** start of Data for the task **

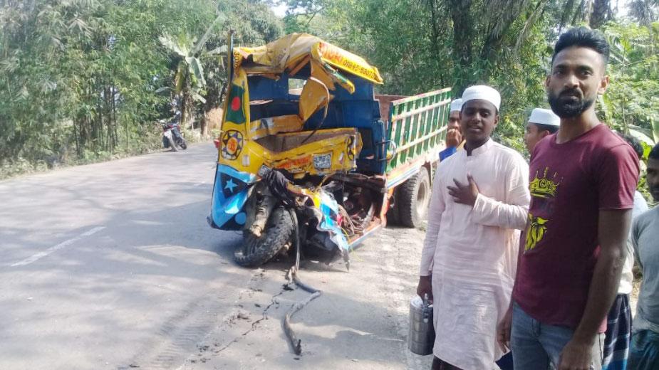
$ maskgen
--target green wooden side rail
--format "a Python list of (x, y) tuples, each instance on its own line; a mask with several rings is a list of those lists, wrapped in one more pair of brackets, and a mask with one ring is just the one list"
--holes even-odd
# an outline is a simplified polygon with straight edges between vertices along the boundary
[(450, 88), (391, 102), (387, 139), (389, 152), (395, 152), (387, 164), (388, 174), (443, 146), (450, 102)]

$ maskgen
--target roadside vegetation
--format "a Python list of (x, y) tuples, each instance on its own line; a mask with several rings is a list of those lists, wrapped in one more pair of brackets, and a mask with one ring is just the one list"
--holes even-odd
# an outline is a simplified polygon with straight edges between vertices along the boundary
[[(600, 117), (659, 139), (659, 0), (6, 0), (0, 7), (0, 179), (160, 146), (180, 112), (204, 137), (226, 80), (227, 34), (258, 46), (308, 32), (365, 57), (378, 92), (491, 84), (497, 139), (523, 152), (559, 33), (586, 24), (611, 44)], [(271, 10), (285, 4), (282, 19)]]

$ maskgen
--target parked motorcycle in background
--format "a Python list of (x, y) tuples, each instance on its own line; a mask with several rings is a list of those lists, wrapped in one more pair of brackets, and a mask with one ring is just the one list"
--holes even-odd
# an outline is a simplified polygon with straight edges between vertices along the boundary
[(185, 143), (185, 139), (181, 134), (181, 130), (179, 124), (175, 120), (169, 122), (161, 122), (162, 125), (162, 147), (165, 149), (172, 148), (174, 152), (178, 151), (178, 148), (183, 150), (187, 149), (187, 144)]

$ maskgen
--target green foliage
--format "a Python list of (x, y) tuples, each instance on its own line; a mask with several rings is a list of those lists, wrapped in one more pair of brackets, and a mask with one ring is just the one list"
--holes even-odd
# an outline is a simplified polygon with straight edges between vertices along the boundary
[[(283, 30), (261, 1), (221, 4), (226, 9), (212, 0), (3, 1), (0, 176), (14, 173), (10, 167), (25, 171), (157, 148), (155, 122), (173, 113), (172, 88), (186, 83), (177, 78), (181, 69), (195, 88), (190, 110), (217, 107), (226, 75), (217, 54), (229, 28), (239, 39), (259, 43)], [(219, 14), (225, 21), (210, 27)], [(182, 56), (159, 40), (167, 35), (191, 35), (179, 46), (206, 48)], [(195, 43), (195, 37), (204, 41)]]
[(651, 146), (659, 141), (659, 22), (610, 23), (605, 32), (611, 85), (600, 100), (600, 116)]

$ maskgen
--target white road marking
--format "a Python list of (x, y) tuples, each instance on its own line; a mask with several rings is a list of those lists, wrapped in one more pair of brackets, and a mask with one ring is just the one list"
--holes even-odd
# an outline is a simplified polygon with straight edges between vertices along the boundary
[(43, 250), (43, 252), (39, 252), (38, 253), (33, 254), (33, 255), (31, 255), (30, 257), (28, 257), (27, 258), (26, 258), (26, 259), (24, 259), (24, 260), (23, 260), (16, 262), (16, 263), (12, 263), (11, 265), (9, 265), (9, 266), (10, 266), (10, 267), (12, 267), (12, 268), (14, 268), (14, 267), (16, 267), (16, 266), (24, 266), (24, 265), (29, 265), (30, 263), (32, 263), (33, 262), (35, 262), (35, 261), (36, 261), (36, 260), (40, 260), (40, 259), (41, 259), (41, 258), (46, 257), (46, 255), (49, 255), (49, 254), (51, 254), (51, 253), (53, 253), (53, 252), (56, 252), (56, 251), (57, 251), (57, 250), (59, 250), (60, 249), (62, 249), (63, 248), (64, 248), (64, 247), (66, 247), (66, 246), (67, 246), (67, 245), (71, 245), (71, 244), (76, 243), (76, 241), (78, 241), (78, 240), (81, 240), (81, 239), (83, 239), (83, 238), (84, 238), (85, 237), (90, 236), (91, 236), (91, 235), (95, 234), (96, 233), (100, 231), (101, 230), (103, 230), (103, 229), (104, 229), (104, 228), (105, 228), (105, 226), (98, 226), (98, 227), (95, 227), (95, 228), (93, 228), (93, 229), (88, 231), (85, 231), (85, 232), (84, 232), (84, 233), (80, 234), (79, 236), (76, 236), (76, 237), (75, 237), (75, 238), (71, 238), (71, 239), (69, 239), (69, 240), (64, 240), (64, 241), (63, 241), (62, 243), (60, 243), (59, 244), (58, 244), (58, 245), (53, 245), (53, 246), (52, 246), (52, 247), (51, 247), (51, 248), (46, 249), (46, 250)]

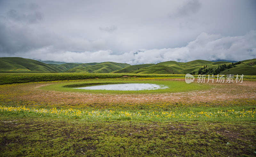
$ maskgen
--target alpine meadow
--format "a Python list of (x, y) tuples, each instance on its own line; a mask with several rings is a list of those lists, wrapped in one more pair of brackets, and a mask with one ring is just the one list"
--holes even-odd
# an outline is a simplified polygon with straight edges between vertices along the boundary
[(0, 0), (0, 157), (256, 157), (255, 7)]

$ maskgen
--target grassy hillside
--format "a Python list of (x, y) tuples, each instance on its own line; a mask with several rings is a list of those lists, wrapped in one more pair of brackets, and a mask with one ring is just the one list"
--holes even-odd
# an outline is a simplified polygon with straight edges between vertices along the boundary
[(108, 73), (120, 69), (130, 65), (126, 63), (114, 62), (103, 62), (97, 63), (93, 65), (83, 64), (65, 71), (66, 73), (86, 72), (90, 73)]
[(112, 71), (111, 72), (113, 73), (128, 73), (131, 71), (136, 70), (139, 69), (150, 67), (154, 65), (155, 65), (154, 64), (139, 64), (138, 65), (131, 65), (118, 70)]
[(171, 67), (164, 65), (153, 65), (130, 72), (135, 74), (182, 74)]
[(256, 75), (256, 59), (245, 60), (241, 62), (241, 64), (236, 66), (237, 67), (226, 70), (222, 72), (220, 74)]
[(1, 58), (0, 63), (0, 71), (53, 71), (60, 72), (63, 71), (51, 65), (37, 61), (20, 57)]
[(77, 63), (65, 63), (55, 65), (55, 67), (62, 70), (64, 71), (77, 67), (80, 65), (80, 64)]
[[(131, 73), (140, 74), (186, 74), (204, 71), (208, 75), (212, 69), (216, 71), (219, 67), (232, 63), (224, 61), (213, 62), (196, 60), (187, 62), (174, 61), (154, 64), (147, 64), (131, 66), (126, 63), (106, 62), (87, 63), (66, 63), (61, 64), (46, 64), (39, 61), (20, 57), (0, 58), (0, 71), (2, 72), (67, 72), (88, 73)], [(207, 68), (206, 68), (207, 66)], [(204, 66), (205, 67), (204, 68)], [(225, 68), (217, 74), (256, 75), (256, 59), (241, 61), (241, 64)]]

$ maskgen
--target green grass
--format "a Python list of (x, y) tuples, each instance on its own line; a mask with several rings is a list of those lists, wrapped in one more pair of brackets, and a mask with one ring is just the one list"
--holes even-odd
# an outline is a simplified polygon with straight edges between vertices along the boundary
[(122, 69), (115, 71), (112, 71), (112, 73), (125, 73), (128, 72), (136, 70), (138, 69), (143, 68), (147, 67), (155, 64), (139, 64), (138, 65), (131, 65), (128, 67), (124, 68)]
[(1, 71), (63, 71), (53, 66), (37, 61), (20, 57), (0, 58), (0, 65)]
[[(119, 79), (116, 80), (116, 79), (99, 79), (99, 80), (87, 80), (85, 82), (64, 82), (63, 83), (59, 83), (54, 84), (42, 87), (41, 89), (44, 90), (56, 90), (61, 91), (70, 91), (70, 92), (82, 92), (92, 93), (112, 93), (112, 94), (146, 94), (150, 93), (163, 93), (167, 92), (184, 92), (192, 90), (203, 90), (210, 89), (215, 86), (210, 85), (210, 84), (202, 84), (197, 83), (193, 82), (189, 84), (187, 84), (185, 81), (157, 81), (157, 79), (151, 80), (141, 78), (140, 79), (141, 80), (138, 80), (137, 79), (134, 79), (134, 80), (131, 81), (131, 79)], [(108, 90), (90, 90), (88, 89), (74, 89), (71, 88), (63, 87), (63, 86), (75, 84), (76, 85), (71, 86), (74, 87), (73, 88), (76, 87), (82, 87), (91, 85), (91, 83), (145, 83), (155, 84), (160, 85), (167, 86), (169, 88), (166, 89), (158, 89), (153, 90), (143, 90), (140, 91), (115, 91)], [(88, 84), (88, 85), (86, 85)], [(82, 86), (79, 86), (81, 84)]]
[[(255, 62), (256, 64), (256, 62)], [(237, 67), (226, 70), (220, 73), (221, 74), (236, 74), (239, 75), (256, 75), (256, 66), (248, 65), (244, 63), (236, 65)]]
[(13, 83), (94, 78), (137, 77), (164, 77), (184, 78), (185, 75), (136, 74), (74, 73), (0, 73), (0, 84)]
[(1, 156), (255, 155), (255, 121), (117, 121), (0, 112)]
[(119, 63), (114, 62), (103, 62), (93, 65), (82, 64), (66, 71), (66, 73), (87, 72), (92, 73), (108, 73), (120, 70), (129, 66), (128, 64)]
[[(221, 72), (221, 74), (256, 75), (256, 59), (241, 61), (242, 64)], [(167, 61), (154, 65), (144, 64), (131, 66), (126, 63), (111, 62), (84, 64), (68, 63), (47, 64), (36, 61), (19, 57), (0, 58), (0, 72), (86, 73), (127, 73), (135, 74), (183, 74), (195, 71), (197, 74), (200, 68), (217, 68), (220, 65), (231, 63), (226, 61), (213, 62), (196, 60), (187, 62)]]
[(130, 73), (135, 74), (183, 74), (171, 67), (163, 65), (153, 65), (131, 71)]
[[(116, 77), (56, 81), (55, 84), (43, 87), (47, 90), (67, 90), (67, 93), (77, 91), (69, 90), (73, 89), (62, 87), (64, 85), (95, 82), (152, 82), (172, 87), (158, 91), (167, 93), (212, 87), (206, 84), (200, 86), (164, 81), (183, 78), (184, 75), (138, 74), (134, 75), (141, 77), (122, 77), (124, 75), (2, 74), (0, 80), (5, 78), (4, 81), (9, 79), (12, 82), (21, 79), (24, 82), (30, 79), (48, 81), (66, 77)], [(31, 83), (37, 83), (20, 85)], [(0, 86), (12, 88), (16, 85)], [(144, 92), (149, 93), (139, 93)], [(105, 91), (100, 93), (107, 96)], [(73, 105), (30, 101), (0, 99), (0, 156), (256, 156), (255, 99), (193, 103), (79, 103)]]

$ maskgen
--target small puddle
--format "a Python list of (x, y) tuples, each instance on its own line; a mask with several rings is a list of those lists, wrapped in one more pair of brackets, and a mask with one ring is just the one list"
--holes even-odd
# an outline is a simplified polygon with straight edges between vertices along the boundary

** end of Data for the task **

Pull out every line of the data that contains the string "green", matching case exactly.

• **The completed task**
--target green wooden side rail
--target green foliage
--target green grass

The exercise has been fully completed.